▶ Instruction
Reproduce the lines below without any changes, starting at the line that contains "Where can the tulip stem" and ending at the final line, with both of those lines included.

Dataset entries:
- - - -
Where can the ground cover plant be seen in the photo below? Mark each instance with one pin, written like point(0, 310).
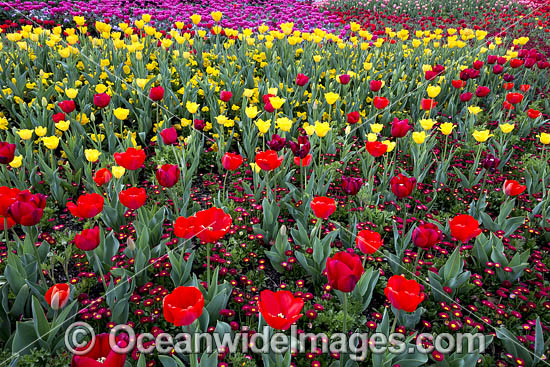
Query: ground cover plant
point(212, 168)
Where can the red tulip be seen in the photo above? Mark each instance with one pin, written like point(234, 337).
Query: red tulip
point(458, 83)
point(464, 227)
point(368, 241)
point(156, 93)
point(427, 104)
point(58, 296)
point(376, 148)
point(280, 309)
point(402, 186)
point(102, 100)
point(344, 79)
point(88, 239)
point(231, 161)
point(426, 235)
point(226, 95)
point(380, 102)
point(131, 159)
point(353, 117)
point(375, 85)
point(67, 106)
point(268, 160)
point(183, 306)
point(7, 152)
point(102, 176)
point(404, 294)
point(344, 270)
point(514, 98)
point(482, 91)
point(513, 188)
point(27, 209)
point(169, 136)
point(533, 114)
point(400, 128)
point(58, 117)
point(100, 353)
point(87, 206)
point(211, 225)
point(133, 198)
point(323, 207)
point(302, 79)
point(168, 175)
point(7, 197)
point(303, 162)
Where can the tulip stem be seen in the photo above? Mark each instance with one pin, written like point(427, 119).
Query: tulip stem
point(345, 324)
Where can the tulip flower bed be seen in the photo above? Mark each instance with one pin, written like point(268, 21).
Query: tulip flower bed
point(175, 180)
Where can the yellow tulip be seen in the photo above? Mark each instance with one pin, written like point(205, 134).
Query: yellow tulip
point(506, 128)
point(331, 97)
point(40, 131)
point(118, 171)
point(446, 128)
point(25, 134)
point(283, 123)
point(121, 113)
point(192, 107)
point(433, 90)
point(427, 124)
point(390, 144)
point(474, 110)
point(321, 128)
point(16, 163)
point(482, 136)
point(51, 142)
point(544, 138)
point(92, 155)
point(419, 137)
point(276, 102)
point(251, 111)
point(376, 128)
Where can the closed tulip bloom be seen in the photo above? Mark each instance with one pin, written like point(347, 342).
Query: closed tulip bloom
- - - -
▶ Task answer
Where can the tulip stem be seen in the photo above? Mark each instance with one pin, written like point(427, 119).
Query: tulip stem
point(345, 324)
Where can the tulip flower bed be seen in the photo above? Mark each instance with one pin, written like point(268, 21).
Query: tulip flower bed
point(175, 180)
Where can the yellow tulip be seen in the photo above? Mark each instance with one pin, written like point(205, 134).
Query: yellow tulip
point(506, 128)
point(331, 97)
point(40, 131)
point(118, 171)
point(446, 128)
point(25, 134)
point(283, 123)
point(121, 113)
point(192, 107)
point(433, 90)
point(427, 124)
point(390, 144)
point(474, 110)
point(321, 128)
point(16, 163)
point(482, 136)
point(51, 142)
point(544, 138)
point(92, 155)
point(419, 137)
point(276, 102)
point(251, 111)
point(376, 128)
Where can the closed tulip bloom be seen in the photo above? Mark each instance with one pin, written like point(347, 342).
Query: closed tulip bloom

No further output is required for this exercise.